TASK PROMPT:
Provide an exact reproduction of every entry.

Labeled-object pointing entries
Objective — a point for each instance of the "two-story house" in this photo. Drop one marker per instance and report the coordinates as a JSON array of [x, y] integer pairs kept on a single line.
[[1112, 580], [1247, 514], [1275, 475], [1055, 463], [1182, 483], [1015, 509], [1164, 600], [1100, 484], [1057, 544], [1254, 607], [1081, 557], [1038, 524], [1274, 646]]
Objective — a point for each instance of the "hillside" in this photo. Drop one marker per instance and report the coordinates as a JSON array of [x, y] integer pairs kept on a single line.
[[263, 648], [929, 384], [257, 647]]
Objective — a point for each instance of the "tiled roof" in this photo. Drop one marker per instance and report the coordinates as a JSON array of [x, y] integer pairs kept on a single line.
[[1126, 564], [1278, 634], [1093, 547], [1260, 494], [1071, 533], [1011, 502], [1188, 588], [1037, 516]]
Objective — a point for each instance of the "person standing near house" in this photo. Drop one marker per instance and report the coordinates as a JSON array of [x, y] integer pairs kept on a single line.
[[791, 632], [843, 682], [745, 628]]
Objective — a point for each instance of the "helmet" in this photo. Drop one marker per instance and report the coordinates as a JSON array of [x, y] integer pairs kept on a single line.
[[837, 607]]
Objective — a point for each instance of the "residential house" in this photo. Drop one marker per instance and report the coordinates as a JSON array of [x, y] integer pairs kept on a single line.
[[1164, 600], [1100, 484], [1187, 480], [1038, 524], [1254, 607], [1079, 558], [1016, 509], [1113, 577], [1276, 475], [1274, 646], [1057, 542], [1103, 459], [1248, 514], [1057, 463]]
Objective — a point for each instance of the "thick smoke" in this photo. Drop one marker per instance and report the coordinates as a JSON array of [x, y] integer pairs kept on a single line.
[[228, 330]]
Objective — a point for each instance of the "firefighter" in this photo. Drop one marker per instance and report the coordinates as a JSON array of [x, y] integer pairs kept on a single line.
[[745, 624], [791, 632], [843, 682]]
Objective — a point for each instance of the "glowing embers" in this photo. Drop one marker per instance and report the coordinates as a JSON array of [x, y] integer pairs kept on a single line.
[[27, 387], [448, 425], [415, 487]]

THE RESPONSE:
Objective — a point for each instance of the "two-story house" in this photo. Drop one marker per instance and report the coordinates as a JSON array of [x, y] integer pairs kept on a single line.
[[1112, 580], [1247, 514], [1275, 475], [1055, 463], [1182, 483], [1015, 509], [1164, 600], [1100, 484], [1057, 544], [1254, 607], [1081, 557], [1038, 524], [1274, 646]]
Objective — a point for each instance of the "hillside" in this photo. Drop one marker per instance and report the coordinates as a JSON array of [x, y] integer pairs kept on a single line.
[[263, 648], [929, 384], [257, 647]]
Objective — a point for each instance of the "tiled roof" in this photo. Drop one marker per instance and report the coordinates as a JSON array of [x, y] integer pairs kept on a single line.
[[1126, 564], [1278, 634], [1093, 547], [1260, 494], [1071, 533], [1011, 502], [1188, 588], [1037, 516]]
Objective — a point for each instance of the "person standing near house" in this photo. Drop one marker per instance and report the coordinates as a JSON array of [x, y] integer pairs kept on a single line.
[[791, 632], [843, 682], [745, 628]]
Objective — a point for each instance of the "helmet" in this photo. Drop one marker per instance and report the coordinates as a JSON array of [x, y] integer pairs kept on a single line.
[[837, 607]]
Objective — a point for each instance of the "residential house" in this photo. Drop one marker per instance and report the coordinates as a JSON array of [x, y] integer pairs kept on a single line.
[[1164, 600], [1100, 484], [1187, 480], [1038, 524], [1254, 607], [1079, 558], [1016, 509], [1113, 577], [1276, 475], [1274, 646], [1057, 542], [1103, 459], [1248, 514], [1057, 463]]
Objective — a point for each instance of the "thick smoke" in this photo. Drop one marker per instance and report the coordinates as a JSON array of [x, y] integer pairs kept on a single line.
[[228, 330]]
Objective — a point for each instance of the "firefighter" in this photo. Drop one marker per instance and report the coordinates as a JSON array of [x, y] integer pairs kept on a single line.
[[745, 624], [791, 632], [843, 682]]
Objective — a point for each instance of the "glowing embers" in this photo. Drop one marker per instance and report the coordinates as a JSON array of [x, y] integer pairs kept on a single line.
[[27, 387], [448, 425], [415, 487]]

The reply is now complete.